• _What the task requires_
Pull out every line in the items below that contains the word "point", and copy each one as it appears.
# Start of Records shown
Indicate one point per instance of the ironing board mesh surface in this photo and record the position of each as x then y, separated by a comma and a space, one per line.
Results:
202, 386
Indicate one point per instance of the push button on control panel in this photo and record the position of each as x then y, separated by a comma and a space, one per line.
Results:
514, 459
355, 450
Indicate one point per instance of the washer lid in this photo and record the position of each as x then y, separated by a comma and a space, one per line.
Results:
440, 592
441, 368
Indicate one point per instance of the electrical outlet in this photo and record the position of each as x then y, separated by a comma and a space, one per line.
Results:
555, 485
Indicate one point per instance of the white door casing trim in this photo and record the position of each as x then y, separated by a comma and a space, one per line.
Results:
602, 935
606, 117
# End of Records shown
# Start of Records shown
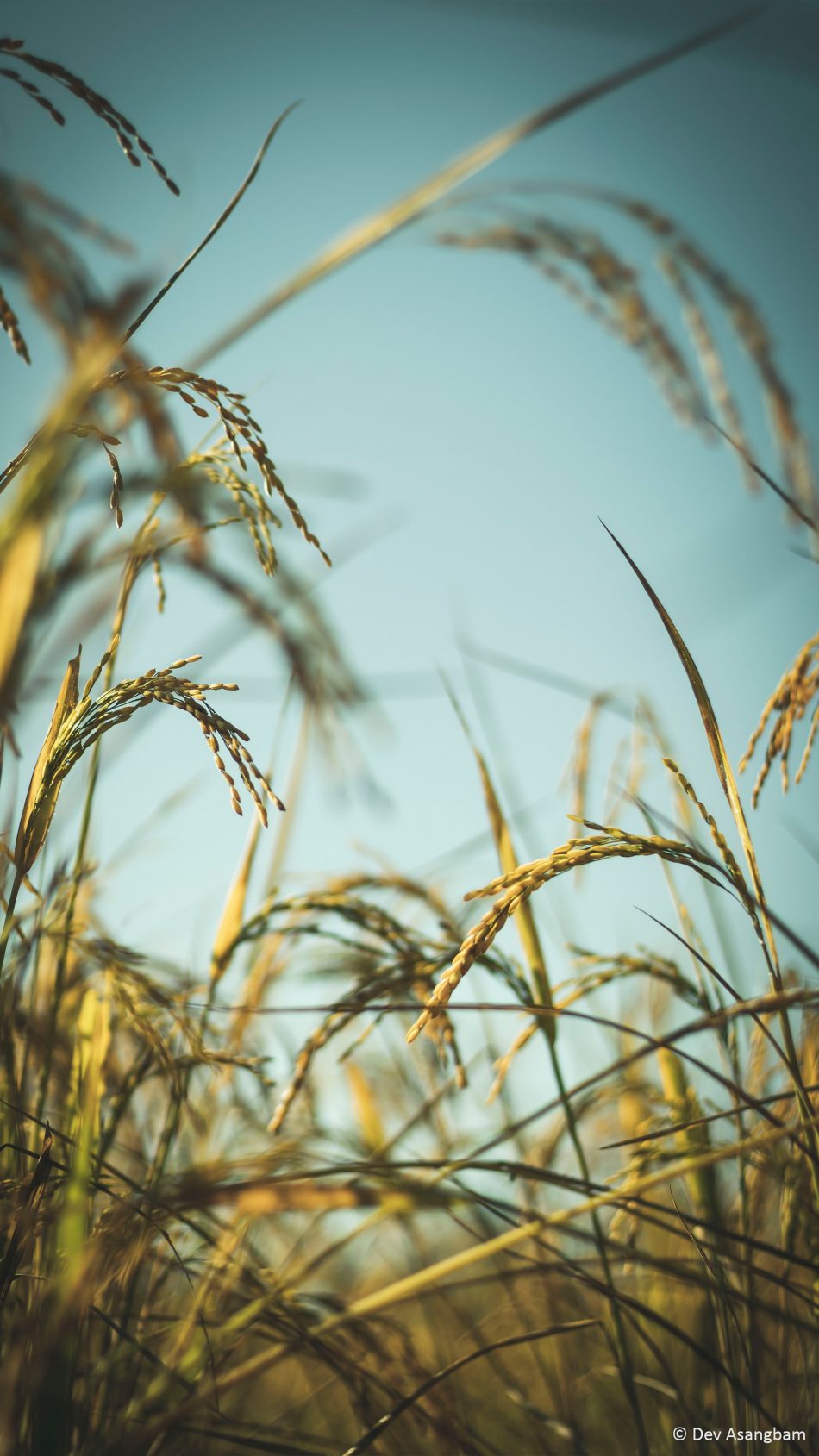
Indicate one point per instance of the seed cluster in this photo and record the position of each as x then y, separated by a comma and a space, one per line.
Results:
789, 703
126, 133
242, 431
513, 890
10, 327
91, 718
# End of Records shown
• _Response to this exercise_
Indicate one point per instance of the ironing board mesh surface in this photo and record the position of each as x then y, separated by a comma and a space, one per line.
Indicate one point per instance of the push button on control panel in this photo and record the position of each as x then y, separated by a comma and a space, one per line.
Indicate one point per instance of the washer lid in this photo and record the position of each as x then y, separated by a comma and a space, one per line.
Indicate one point per instance of the electrical outlet in this photo and record the position of each as x then y, separated by a comma and a space, one per line.
Indicate one point per instance of the white door casing trim in this photo and record the position of each as x then y, separated by a comma and a space, one per line.
Indicate one point per instance of the seed cluster in this photo and record the position of each as x then y, separated by a comma and a space, one per line.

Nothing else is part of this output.